* **Task material**:

────────

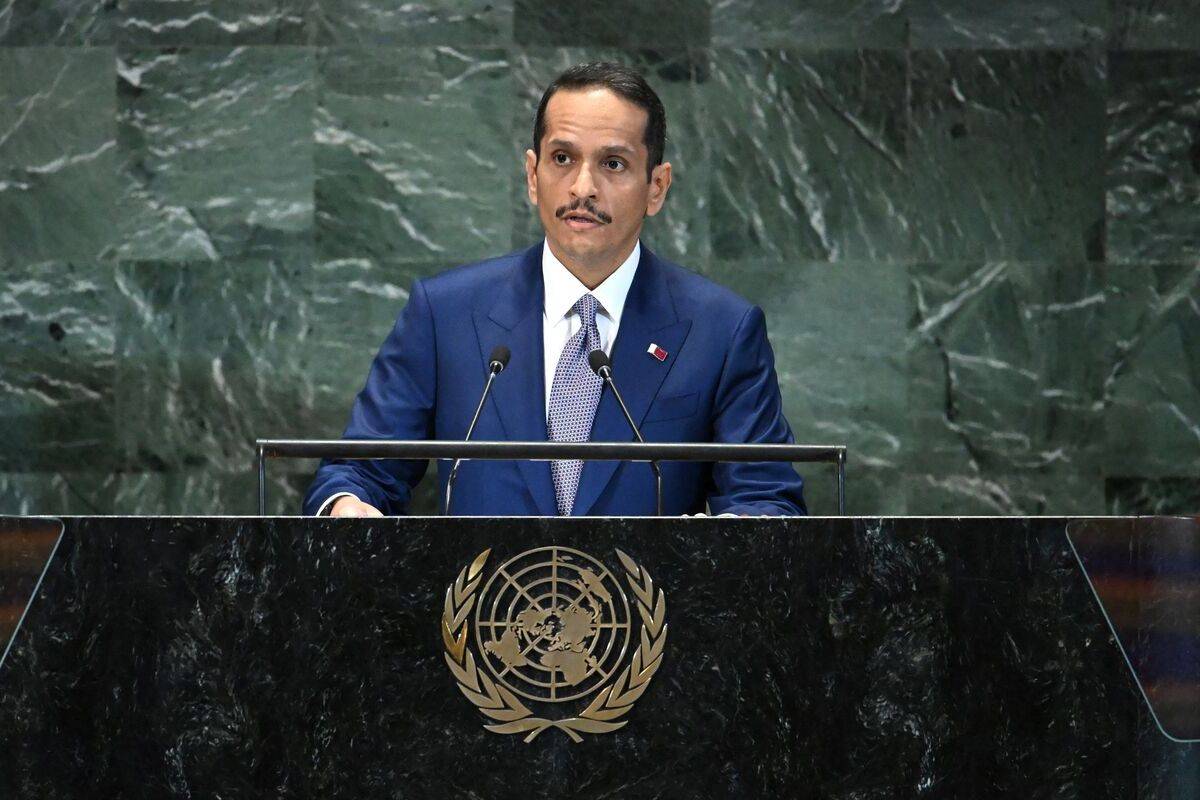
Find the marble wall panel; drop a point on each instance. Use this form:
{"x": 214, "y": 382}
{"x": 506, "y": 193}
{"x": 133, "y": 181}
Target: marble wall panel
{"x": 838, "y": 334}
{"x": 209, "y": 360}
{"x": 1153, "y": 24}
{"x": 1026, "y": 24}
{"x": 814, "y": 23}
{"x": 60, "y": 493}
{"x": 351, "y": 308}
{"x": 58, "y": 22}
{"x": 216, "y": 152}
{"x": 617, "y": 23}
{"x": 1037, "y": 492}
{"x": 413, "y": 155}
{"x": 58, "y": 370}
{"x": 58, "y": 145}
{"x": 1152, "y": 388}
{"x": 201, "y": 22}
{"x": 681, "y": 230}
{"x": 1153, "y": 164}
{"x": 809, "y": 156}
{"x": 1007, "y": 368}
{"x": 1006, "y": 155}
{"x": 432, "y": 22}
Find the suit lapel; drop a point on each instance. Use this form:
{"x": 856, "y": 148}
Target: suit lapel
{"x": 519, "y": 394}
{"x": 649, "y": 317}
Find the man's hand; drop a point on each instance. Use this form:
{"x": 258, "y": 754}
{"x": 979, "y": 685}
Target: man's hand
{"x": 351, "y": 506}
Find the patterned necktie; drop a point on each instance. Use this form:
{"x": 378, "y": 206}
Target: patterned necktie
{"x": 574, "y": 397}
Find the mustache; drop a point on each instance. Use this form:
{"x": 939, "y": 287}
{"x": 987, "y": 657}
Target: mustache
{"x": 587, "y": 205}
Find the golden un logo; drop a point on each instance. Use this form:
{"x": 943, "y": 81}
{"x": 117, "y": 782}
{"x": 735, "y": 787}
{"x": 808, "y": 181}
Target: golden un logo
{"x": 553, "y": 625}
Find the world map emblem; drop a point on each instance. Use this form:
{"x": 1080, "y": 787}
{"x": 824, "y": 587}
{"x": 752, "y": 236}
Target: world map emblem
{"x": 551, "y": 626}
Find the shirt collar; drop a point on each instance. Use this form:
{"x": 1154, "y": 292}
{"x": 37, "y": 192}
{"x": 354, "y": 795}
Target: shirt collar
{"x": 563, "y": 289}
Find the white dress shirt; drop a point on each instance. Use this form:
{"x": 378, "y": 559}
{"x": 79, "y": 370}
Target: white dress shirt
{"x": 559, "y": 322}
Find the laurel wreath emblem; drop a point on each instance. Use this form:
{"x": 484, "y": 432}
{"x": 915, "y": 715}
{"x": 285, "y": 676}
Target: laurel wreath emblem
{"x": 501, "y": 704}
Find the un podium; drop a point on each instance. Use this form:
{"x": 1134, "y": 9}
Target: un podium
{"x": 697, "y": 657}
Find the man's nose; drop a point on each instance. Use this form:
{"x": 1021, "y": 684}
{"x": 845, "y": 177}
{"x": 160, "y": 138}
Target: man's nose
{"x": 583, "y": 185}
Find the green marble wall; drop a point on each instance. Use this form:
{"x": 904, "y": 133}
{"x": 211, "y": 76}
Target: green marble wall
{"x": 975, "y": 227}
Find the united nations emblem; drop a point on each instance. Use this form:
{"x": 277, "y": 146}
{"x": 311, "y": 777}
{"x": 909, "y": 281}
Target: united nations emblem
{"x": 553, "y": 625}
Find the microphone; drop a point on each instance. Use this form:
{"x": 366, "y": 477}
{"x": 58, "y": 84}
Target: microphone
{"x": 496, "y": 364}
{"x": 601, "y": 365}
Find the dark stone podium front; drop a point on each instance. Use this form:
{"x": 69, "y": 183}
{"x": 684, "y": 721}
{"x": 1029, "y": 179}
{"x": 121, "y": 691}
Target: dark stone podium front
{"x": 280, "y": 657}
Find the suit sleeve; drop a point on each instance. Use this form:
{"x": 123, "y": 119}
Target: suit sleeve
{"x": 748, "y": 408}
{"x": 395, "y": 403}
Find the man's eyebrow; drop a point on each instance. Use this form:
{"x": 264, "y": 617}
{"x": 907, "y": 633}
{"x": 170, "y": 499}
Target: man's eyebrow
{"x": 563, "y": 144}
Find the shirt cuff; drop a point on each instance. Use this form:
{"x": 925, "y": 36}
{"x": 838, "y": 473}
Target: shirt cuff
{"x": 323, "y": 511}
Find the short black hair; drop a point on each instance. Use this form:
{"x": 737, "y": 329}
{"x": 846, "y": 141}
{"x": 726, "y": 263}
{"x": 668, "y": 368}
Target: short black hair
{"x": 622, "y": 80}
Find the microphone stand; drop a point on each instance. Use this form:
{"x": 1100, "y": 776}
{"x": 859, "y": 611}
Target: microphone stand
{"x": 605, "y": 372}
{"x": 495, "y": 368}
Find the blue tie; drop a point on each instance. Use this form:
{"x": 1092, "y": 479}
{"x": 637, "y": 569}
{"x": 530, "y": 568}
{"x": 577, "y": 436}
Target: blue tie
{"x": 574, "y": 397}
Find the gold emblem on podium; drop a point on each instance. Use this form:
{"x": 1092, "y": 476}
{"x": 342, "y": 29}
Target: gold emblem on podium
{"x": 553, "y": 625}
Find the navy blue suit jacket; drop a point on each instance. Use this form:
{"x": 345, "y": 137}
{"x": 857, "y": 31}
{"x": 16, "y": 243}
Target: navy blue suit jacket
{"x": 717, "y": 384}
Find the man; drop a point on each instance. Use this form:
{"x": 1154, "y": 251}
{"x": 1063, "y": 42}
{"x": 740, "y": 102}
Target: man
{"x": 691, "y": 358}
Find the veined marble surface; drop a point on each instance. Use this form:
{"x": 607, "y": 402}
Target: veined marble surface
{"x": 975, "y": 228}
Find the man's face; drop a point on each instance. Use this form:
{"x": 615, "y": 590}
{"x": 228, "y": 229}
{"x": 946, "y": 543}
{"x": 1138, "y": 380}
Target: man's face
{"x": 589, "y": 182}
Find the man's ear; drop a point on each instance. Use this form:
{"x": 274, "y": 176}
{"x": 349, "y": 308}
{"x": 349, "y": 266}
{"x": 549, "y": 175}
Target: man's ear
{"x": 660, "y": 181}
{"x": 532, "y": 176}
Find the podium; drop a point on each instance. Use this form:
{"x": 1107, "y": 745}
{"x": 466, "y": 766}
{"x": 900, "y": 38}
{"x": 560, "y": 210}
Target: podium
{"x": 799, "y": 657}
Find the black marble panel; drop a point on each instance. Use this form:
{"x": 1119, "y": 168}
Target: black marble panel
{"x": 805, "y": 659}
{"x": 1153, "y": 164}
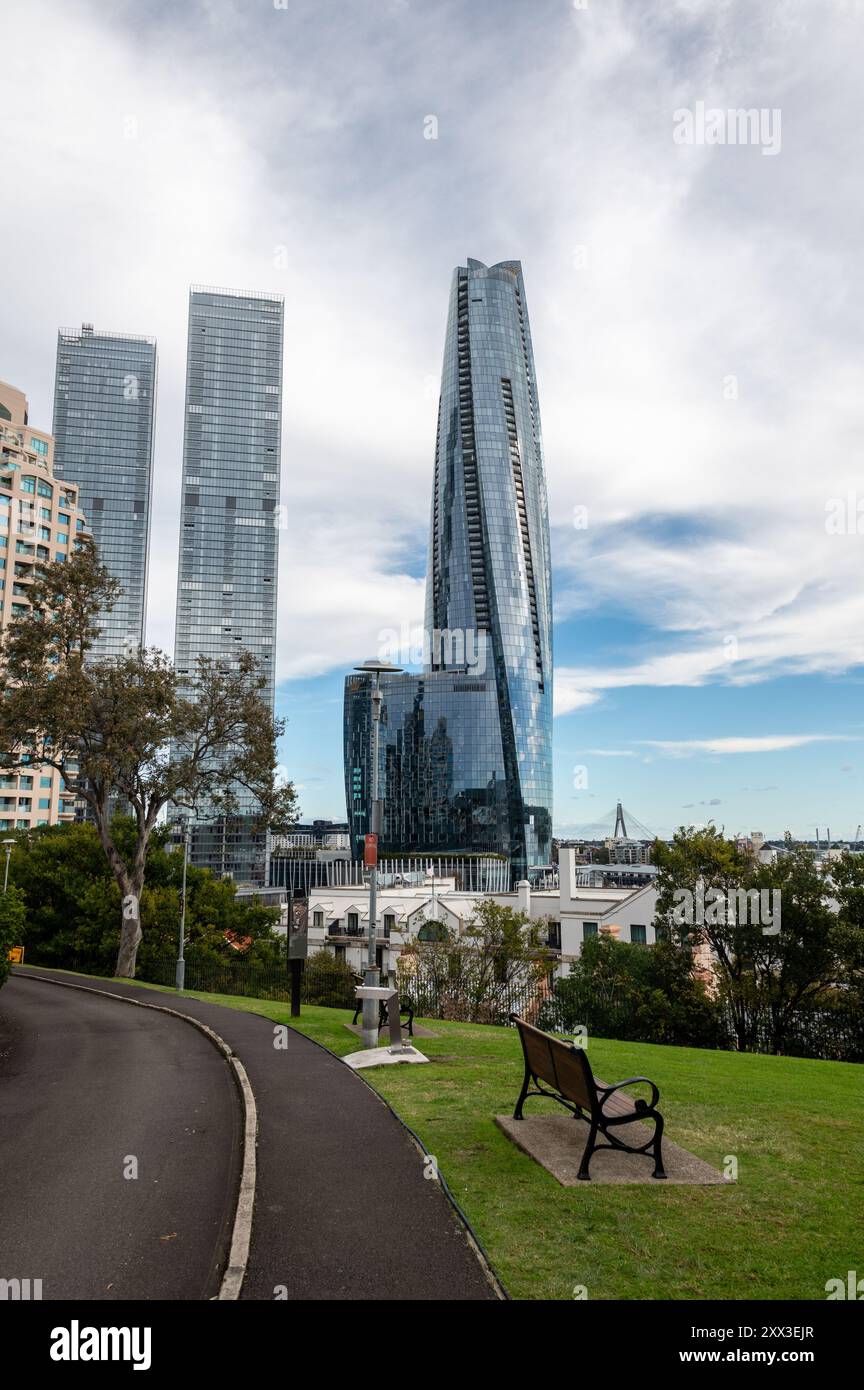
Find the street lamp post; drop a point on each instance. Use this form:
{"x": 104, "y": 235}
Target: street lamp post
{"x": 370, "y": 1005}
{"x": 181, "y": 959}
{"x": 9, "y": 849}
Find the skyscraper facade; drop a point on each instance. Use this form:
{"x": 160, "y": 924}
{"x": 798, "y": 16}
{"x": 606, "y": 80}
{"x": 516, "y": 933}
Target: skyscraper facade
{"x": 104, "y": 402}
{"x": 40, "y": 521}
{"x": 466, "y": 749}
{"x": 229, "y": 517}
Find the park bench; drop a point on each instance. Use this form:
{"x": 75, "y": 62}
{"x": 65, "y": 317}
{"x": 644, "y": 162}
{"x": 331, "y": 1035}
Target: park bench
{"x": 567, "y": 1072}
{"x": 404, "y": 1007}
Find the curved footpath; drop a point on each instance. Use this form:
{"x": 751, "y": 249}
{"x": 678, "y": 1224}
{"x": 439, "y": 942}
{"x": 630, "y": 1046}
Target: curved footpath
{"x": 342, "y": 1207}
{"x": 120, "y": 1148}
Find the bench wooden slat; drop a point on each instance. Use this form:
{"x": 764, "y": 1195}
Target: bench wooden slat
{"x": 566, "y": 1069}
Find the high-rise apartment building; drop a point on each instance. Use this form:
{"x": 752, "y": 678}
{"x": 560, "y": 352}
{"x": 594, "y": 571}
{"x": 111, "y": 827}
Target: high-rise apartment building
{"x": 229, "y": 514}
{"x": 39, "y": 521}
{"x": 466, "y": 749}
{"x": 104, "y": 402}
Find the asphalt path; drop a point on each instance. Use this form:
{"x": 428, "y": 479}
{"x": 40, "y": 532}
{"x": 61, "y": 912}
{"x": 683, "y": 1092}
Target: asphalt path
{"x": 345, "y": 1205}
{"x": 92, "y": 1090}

────────

* **Work request**: Locate "Find the bench" in the material, then quote the line that contains it and all lines after it through the final one.

* **Task answer**:
Find the bench wooden slat; drop a point on each instance. Use this form:
{"x": 764, "y": 1195}
Target: bench wooden slat
{"x": 566, "y": 1069}
Find the high-rise apartment building; drop a point on each instance. Use this form:
{"x": 752, "y": 678}
{"x": 560, "y": 352}
{"x": 594, "y": 571}
{"x": 111, "y": 827}
Target: high-rise apartment building
{"x": 229, "y": 514}
{"x": 39, "y": 521}
{"x": 466, "y": 749}
{"x": 104, "y": 402}
Find the asphalt path; drop a point on each instance. Use this form:
{"x": 428, "y": 479}
{"x": 40, "y": 532}
{"x": 61, "y": 912}
{"x": 683, "y": 1092}
Target: asphalt path
{"x": 345, "y": 1205}
{"x": 92, "y": 1090}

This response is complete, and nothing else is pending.